_Yapılacak alıştırmalar_.
**A.** Yapay zekâ etiği metninin "Hasta bakımını daha" ile başlayıp "de beraberinde getirmektedir." ifadesine kadar süren bölümünü, "bireyler" yerine "kişiler" koyarak yeniden yazın.
**B.** Aşağıdaki ifadelerin yapay zekâ etiği metniyle uyuşup uyuşmadığını belirtin. Her biri için evet ya da hayır deyin ve karara dayanak olan sözleri metinden aynen aktarın.
(i) Türkiye'de yapay zekânın etik kullanımını desteklemek için ilk aşamada sekiz ilke belirlenmiştir.
(ii) Şu anda ele alınması beklenen konular, Terminatör ve Ex Machina filmlerindeki imgelerden daha karmaşıktır.
(iii) Bir YZ sisteminin insanlara maliyetinden daha az fayda sağlaması kabul edilebilir.

_Belge alıntısı_.
- - - - -

Yapay zekânın etik kullanımı için bir çerçeve plan önerisi: Yapay zekâ nasıl daha etik hâle getirilebilir?

Teknolojik gelişmelerin iyi mi yoksa kötü mü olduğu sorusu, teknolojinin nasıl geliştirilip kullanıldığına bağlıdır. Bu soru hiçbir alanda yapay zekâ (YZ) kullanılan teknolojilerde olduğu kadar öncelikli değildir.
Doğru şekilde geliştirilip kullanıldığında, yapay zekâ yaşama, çalışma, iletişim ve seyahat etme biçimlerimizi dönüştürme potansiyeline sahiptir.
Hasta bakımını daha iyi hâle getirmek için yapay zekâ destekli yeni tıbbi teknolojiler geliştirilmektedir. Otonom araçların güvenliği artıracağına ve yol masraflarını azaltacağına dönük 0ikna edici göstergeler mevcuttur. Makine öğrenimi ve otomasyon sayesinde iş akışlarımızı düzenliyor ve daha verimli çalışabiliyoruz.
Dünya genelinde, yapay zekâ destekli teknoloji bireyler, devlet organizasyonları, kuruluşlar ve kurumlar tarafından giderek daha fazla kullanılmaktadır. Bununla birlikte, yapay zekânın yaşam kalitemizi artırma konusundaki büyük potansiyeli, temel insan haklarına ve özgürlüklerimize yönelik bir riski de beraberinde getirmektedir.
Türkiye’de de YZ’nin kullanılma ve geliştirilme biçimine ilişkin gerekli denetim, rehberlik ve kavrayışa önem verilmelidir.
Vahşi YZ, Terminatör ve Ex Machina filmlerinin imgelerini akla getirebilir; ancak şu anda ele alınması beklenen konular çok daha yalın ve temel konulardır:
- YZ geliştirmek için verilerin nasıl kullanıldığı
- Bir yapay zekâ sisteminin adil kullanılıp kullanılmadığı
- Hangi durumlarda insanların karar verme yetisine güvenmeye devam edebileceğimiz meselesi.
Türkiye için bir yapay zekâ etik planı oluşturmak
Bu öneri listesindeki amaç, Türkiye’de YZ’nin nasıl kullanılması ve geliştirilmesi gerektiği konusundaki tartışmaları hızlandırmaktır.
Etik çerçevemiz, yapay zekânın geçmişte nasıl kullanıldığını ve yarattığı etkileri tartışmak için dünyanın dört bir yanından çeşitli vaka incelemelerini ele alıyor. Vaka çalışmaları, işlerin nerede yanlış gittiğini ve geçmişteki hataları tekrarlamaktan nasıl kaçınabileceğimizi anlamamıza yardımcı oluyor.
Ayrıca, YZ geliştirme ve kullanımıyla ilgili etik kaygıları gidermek için dünya çapında neler yapıldığına da göz attık.
YZ’nin temel sorunları ve etkilerine dayanarak, Türkiye’de YZ’nin etik kullanımını ve gelişimini desteklemek için ilk aşamada sekiz ilke belirledik.
Açık faydalar sağlamak
- YZ sistemi, insanlar için maliyetinden daha fazla fayda sağlamalıdır.

- - - - -

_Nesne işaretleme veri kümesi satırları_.

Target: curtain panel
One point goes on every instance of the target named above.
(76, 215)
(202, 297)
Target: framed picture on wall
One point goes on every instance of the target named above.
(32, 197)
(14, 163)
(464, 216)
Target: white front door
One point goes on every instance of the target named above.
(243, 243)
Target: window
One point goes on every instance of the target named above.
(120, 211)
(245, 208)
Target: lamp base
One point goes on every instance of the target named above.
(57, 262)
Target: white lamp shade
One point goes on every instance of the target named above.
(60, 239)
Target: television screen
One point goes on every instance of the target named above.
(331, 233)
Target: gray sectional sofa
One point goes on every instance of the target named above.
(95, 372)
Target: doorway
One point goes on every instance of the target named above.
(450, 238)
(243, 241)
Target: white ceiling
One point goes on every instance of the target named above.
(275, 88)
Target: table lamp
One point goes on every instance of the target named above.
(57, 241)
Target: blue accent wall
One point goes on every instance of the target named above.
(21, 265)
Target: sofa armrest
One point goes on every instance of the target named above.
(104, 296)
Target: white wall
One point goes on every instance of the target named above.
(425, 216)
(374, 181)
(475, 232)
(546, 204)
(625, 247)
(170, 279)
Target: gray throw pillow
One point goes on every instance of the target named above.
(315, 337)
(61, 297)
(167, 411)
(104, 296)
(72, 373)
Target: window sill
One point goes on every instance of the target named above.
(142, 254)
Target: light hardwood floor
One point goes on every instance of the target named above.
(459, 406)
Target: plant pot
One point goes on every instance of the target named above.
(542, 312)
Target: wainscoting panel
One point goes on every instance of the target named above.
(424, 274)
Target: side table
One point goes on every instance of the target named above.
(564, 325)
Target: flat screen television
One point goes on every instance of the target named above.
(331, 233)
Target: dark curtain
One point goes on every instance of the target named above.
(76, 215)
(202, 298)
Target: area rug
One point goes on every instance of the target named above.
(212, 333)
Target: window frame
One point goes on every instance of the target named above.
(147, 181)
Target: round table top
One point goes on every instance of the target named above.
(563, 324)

- - - - -

_Görev çözümleri_.
**A.**
Hasta bakımını daha iyi hâle getirmek için yapay zekâ destekli yeni tıbbi teknolojiler geliştirilmektedir. Otonom araçların güvenliği artıracağına ve yol masraflarını azaltacağına dönük 0ikna edici göstergeler mevcuttur. Makine öğrenimi ve otomasyon sayesinde iş akışlarımızı düzenliyor ve daha verimli çalışabiliyoruz.
Dünya genelinde, yapay zekâ destekli teknoloji kişiler, devlet organizasyonları, kuruluşlar ve kurumlar tarafından giderek daha fazla kullanılmaktadır. Bununla birlikte, yapay zekânın yaşam kalitemizi artırma konusundaki büyük potansiyeli, temel insan haklarına ve özgürlüklerimize yönelik bir riski de beraberinde getirmektedir.

**B.**
(i) Evet: "Türkiye’de YZ’nin etik kullanımını ve gelişimini desteklemek için ilk aşamada sekiz ilke belirledik."
(ii) Hayır: "şu anda ele alınması beklenen konular çok daha yalın ve temel konulardır"
(iii) Hayır: "YZ sistemi, insanlar için maliyetinden daha fazla fayda sağlamalıdır."